# [EXCERPT PROVIDED]
»»
Judges Decline to Consider Reparation Request of Victims in Ruto and Sang Case

Judges of the International Criminal Court (ICC) declined to consider a request by victims in the case against Deputy President William Samoei Ruto and former journalist Joshua arap Sang to determine if the Kenyan government should provide them reparations or order the Trust Fund for Victims (TFV) to provide them with assistance.

Trial Chamber V(a) said in a 2-1 decision that the chamber no longer has the jurisdiction to decide the matter because the trial against Ruto and Sang was terminated on April 5. Judges Robert Fremr and Olga Herrera Carbuccia reasoned in the July 1 decision that because the case was closed without any conviction, the chamber cannot make any ruling on the issue of reparation.

Presiding Judge Chile Eboe-Osuji dissented, elaborating his reasoning on the issue of reparations he made in his decision to terminate the case Ruto and Sang.

On April 5, Trial Chamber V(a) determined, in a majority ruling, that Ruto and Sang did not need to present their defense because the prosecution’s case had broken down. The decision noted that witness interference made it difficult for the judges to evaluate the evidence presented by the prosecution. The majority of the chamber, however, was divided on whether to declare a mistrial.

Since September 2013, Ruto and Sang were each on trial for three counts of crimes against humanity for their alleged roles in violence that nearly split Kenya following the December 2007 presidential election.

Trial Chamber V(a) made its decision on reparations in response to a June 15 application filed by the legal representative of victims, Wilfred Nderitu, asking the chamber to find that the Kenyan government has an obligation to provide reparations to the victims of the post election violence of December 2007 to February 2008. Nderitu also asked the chamber to order the TFV to provide the victims with assistance in line with its mandate.

Judges Fremr and Carbuccia said once the case was terminated, the chamber, “cannot take any decision on reparation matters related to the Ruto and Sang case under Article 75 of the Statute.” Article 75 of the ICC’s founding law sets out provisions on reparation for victims.

The two judges do not make any comments on the victims’ views on reparations. They only question whether the chamber is the right place for those views to be addressed.

“Indeed, there are no pending proceedings related to the harm allegedly suffered by the victims of the post-electoral violence before this Court, let alone this Chamber,” wrote the judges.
««
# [EXERCISE DESCRIPTION]
Answer these questions from the article on the ICC reparations decision:
1. On what date was the trial against Ruto and Sang terminated?
2. Who filed the June 15 application on behalf of the victims?
3. Which judge dissented from the decision?

# [EXTRACTED RECORDS]
»»
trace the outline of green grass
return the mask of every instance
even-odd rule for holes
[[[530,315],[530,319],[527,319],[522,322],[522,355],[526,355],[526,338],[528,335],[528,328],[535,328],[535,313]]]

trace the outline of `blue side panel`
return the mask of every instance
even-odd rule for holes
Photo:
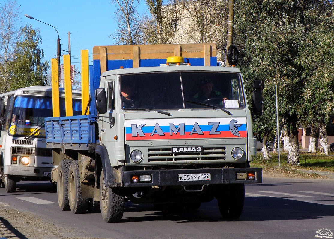
[[[98,142],[97,119],[88,115],[45,118],[46,141],[88,145]]]
[[[160,64],[166,64],[166,59],[144,59],[139,60],[139,67],[160,66]]]

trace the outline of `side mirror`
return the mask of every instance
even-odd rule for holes
[[[104,88],[99,88],[95,90],[95,99],[98,114],[107,113],[107,94]]]
[[[261,90],[253,91],[253,110],[255,115],[261,115],[263,111],[262,91]]]
[[[5,119],[5,112],[6,105],[4,105],[2,106],[2,107],[1,108],[1,115],[0,116],[0,117],[1,117],[1,122],[0,122],[0,123],[1,124],[6,124],[6,120]]]

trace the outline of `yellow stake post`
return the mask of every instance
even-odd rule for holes
[[[65,82],[65,108],[66,116],[73,115],[72,105],[72,83],[69,55],[64,55],[64,80]]]
[[[57,59],[51,59],[51,79],[52,83],[52,113],[54,117],[59,117],[59,76]]]
[[[88,50],[81,50],[81,114],[85,115],[89,102],[89,85],[88,83],[89,68]],[[86,114],[89,114],[88,108]]]

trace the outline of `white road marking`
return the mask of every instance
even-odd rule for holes
[[[17,197],[18,199],[21,200],[24,200],[27,201],[28,202],[32,202],[36,204],[51,204],[52,203],[55,203],[55,202],[51,202],[49,201],[47,201],[42,199],[37,198],[37,197]]]
[[[267,193],[273,193],[274,194],[278,194],[280,195],[290,196],[292,197],[312,197],[310,196],[306,196],[305,195],[302,195],[300,194],[287,193],[285,192],[274,192],[271,191],[257,191],[260,192],[265,192]]]
[[[312,192],[311,191],[295,191],[295,192],[305,192],[306,193],[312,193],[313,194],[319,194],[320,195],[324,196],[331,196],[334,197],[334,194],[328,193],[326,192]]]
[[[293,194],[292,193],[287,193],[284,192],[274,192],[270,191],[258,191],[257,192],[264,192],[269,193],[272,193],[281,195],[287,195],[288,196],[292,196],[295,197],[294,198],[290,198],[283,197],[282,196],[272,195],[265,195],[263,194],[258,194],[256,193],[250,193],[245,192],[245,195],[250,197],[276,197],[279,198],[288,198],[290,200],[293,200],[296,201],[298,201],[300,202],[308,202],[310,203],[316,203],[317,204],[321,204],[323,205],[334,205],[334,200],[329,200],[328,201],[318,201],[314,200],[315,198],[319,198],[319,197],[312,197],[310,196],[306,196],[305,195],[301,195],[300,194]],[[300,192],[308,192],[311,191],[295,191]],[[317,192],[317,193],[320,194],[321,193],[313,192]],[[301,198],[308,197],[308,198],[305,198],[305,199],[302,199]]]
[[[245,195],[246,196],[249,196],[250,197],[279,197],[275,196],[264,195],[261,194],[256,194],[256,193],[251,193],[249,192],[245,192]]]

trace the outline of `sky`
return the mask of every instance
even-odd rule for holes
««
# [CORRECT RESULT]
1. April 5
2. Wilfred Nderitu, the legal representative of victims
3. Presiding Judge Chile Eboe-Osuji